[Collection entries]
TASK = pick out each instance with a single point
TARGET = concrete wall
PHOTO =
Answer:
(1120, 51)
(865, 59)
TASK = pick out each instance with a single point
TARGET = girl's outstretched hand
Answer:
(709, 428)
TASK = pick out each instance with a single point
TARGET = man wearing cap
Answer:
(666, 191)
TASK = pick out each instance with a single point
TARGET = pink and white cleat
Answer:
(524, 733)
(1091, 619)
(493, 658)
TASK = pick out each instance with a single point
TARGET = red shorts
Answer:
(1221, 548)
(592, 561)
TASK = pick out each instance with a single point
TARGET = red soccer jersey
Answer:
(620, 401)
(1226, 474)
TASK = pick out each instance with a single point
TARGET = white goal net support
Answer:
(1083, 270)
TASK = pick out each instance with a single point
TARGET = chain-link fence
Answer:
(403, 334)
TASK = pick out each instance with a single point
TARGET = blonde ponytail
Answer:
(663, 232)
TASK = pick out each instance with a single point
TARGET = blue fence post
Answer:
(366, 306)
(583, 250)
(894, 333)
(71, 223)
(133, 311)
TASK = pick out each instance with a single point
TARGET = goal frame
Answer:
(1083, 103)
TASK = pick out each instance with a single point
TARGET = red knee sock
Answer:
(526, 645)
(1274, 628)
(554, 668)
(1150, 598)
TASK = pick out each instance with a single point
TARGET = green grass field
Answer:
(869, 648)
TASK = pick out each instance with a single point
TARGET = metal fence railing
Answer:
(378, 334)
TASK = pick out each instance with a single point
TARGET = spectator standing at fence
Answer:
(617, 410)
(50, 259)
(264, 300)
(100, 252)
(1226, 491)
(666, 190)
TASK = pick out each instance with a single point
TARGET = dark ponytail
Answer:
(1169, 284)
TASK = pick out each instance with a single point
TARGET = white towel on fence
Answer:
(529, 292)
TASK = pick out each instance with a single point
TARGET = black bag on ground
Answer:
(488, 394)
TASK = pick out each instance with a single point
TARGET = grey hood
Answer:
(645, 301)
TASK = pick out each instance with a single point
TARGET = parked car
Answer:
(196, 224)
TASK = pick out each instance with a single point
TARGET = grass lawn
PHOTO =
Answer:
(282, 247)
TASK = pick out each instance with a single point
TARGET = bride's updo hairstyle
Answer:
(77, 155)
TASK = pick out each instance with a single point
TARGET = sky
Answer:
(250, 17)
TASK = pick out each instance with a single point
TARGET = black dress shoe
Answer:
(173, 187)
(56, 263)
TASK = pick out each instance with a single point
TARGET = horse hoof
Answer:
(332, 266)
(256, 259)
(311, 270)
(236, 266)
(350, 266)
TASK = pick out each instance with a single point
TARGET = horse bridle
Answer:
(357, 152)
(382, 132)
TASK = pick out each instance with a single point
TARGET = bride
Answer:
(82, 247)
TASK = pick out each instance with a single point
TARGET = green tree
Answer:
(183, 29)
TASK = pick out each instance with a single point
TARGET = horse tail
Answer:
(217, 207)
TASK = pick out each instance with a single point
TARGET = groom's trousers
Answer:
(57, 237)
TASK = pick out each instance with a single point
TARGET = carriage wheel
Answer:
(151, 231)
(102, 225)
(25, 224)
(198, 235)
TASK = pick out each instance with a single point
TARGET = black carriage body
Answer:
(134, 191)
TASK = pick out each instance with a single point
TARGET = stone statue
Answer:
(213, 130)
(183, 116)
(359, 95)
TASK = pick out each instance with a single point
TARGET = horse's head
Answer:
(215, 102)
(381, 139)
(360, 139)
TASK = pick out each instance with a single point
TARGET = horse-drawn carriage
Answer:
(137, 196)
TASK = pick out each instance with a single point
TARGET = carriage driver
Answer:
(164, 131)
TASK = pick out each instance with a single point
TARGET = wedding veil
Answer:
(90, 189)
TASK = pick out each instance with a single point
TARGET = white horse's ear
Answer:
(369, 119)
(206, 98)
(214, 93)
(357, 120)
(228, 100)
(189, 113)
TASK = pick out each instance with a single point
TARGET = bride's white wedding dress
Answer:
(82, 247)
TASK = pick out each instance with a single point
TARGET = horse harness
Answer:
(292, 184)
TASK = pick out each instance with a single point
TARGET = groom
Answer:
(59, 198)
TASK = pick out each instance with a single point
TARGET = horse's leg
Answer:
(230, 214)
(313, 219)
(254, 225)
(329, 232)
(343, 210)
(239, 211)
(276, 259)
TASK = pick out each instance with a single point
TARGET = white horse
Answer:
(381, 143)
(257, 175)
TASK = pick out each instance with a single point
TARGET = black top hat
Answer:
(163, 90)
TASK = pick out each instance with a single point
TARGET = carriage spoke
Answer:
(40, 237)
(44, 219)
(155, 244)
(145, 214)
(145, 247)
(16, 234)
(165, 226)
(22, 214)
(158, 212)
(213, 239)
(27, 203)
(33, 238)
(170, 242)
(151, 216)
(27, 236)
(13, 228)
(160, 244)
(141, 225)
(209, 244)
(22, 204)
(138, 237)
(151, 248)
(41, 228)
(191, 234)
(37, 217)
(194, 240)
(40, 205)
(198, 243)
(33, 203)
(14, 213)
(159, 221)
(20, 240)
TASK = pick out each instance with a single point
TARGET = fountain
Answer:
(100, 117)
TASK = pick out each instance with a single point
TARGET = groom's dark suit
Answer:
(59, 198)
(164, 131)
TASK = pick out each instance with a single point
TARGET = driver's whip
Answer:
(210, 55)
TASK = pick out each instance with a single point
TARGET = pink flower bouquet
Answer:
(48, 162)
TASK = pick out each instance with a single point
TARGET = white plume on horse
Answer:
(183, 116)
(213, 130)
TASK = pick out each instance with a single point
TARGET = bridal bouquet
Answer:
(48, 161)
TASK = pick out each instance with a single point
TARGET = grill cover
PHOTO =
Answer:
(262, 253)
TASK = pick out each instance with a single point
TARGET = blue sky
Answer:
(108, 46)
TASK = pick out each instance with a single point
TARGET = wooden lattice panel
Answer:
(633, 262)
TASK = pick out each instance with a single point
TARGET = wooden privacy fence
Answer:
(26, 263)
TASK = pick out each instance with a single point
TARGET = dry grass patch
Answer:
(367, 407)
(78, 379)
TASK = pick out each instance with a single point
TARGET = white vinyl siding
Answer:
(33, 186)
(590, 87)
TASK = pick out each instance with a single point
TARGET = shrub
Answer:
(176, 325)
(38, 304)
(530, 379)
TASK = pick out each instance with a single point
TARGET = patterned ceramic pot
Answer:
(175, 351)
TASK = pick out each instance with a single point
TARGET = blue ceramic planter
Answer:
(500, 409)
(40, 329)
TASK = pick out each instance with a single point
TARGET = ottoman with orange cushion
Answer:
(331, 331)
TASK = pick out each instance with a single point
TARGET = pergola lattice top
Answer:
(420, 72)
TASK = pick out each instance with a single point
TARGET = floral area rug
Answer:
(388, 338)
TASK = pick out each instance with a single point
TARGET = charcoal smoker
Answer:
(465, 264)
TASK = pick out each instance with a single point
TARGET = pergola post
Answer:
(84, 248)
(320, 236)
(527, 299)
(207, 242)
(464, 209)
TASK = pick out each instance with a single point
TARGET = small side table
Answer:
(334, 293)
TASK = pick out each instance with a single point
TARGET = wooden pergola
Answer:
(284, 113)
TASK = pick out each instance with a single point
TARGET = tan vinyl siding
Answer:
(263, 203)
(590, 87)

=== DESCRIPTION OF THE TASK ===
What lines in the entries above include the string "post"? Return each one.

=== WRITTEN SOLUTION ===
TARGET = blue fence post
TARGET = pergola post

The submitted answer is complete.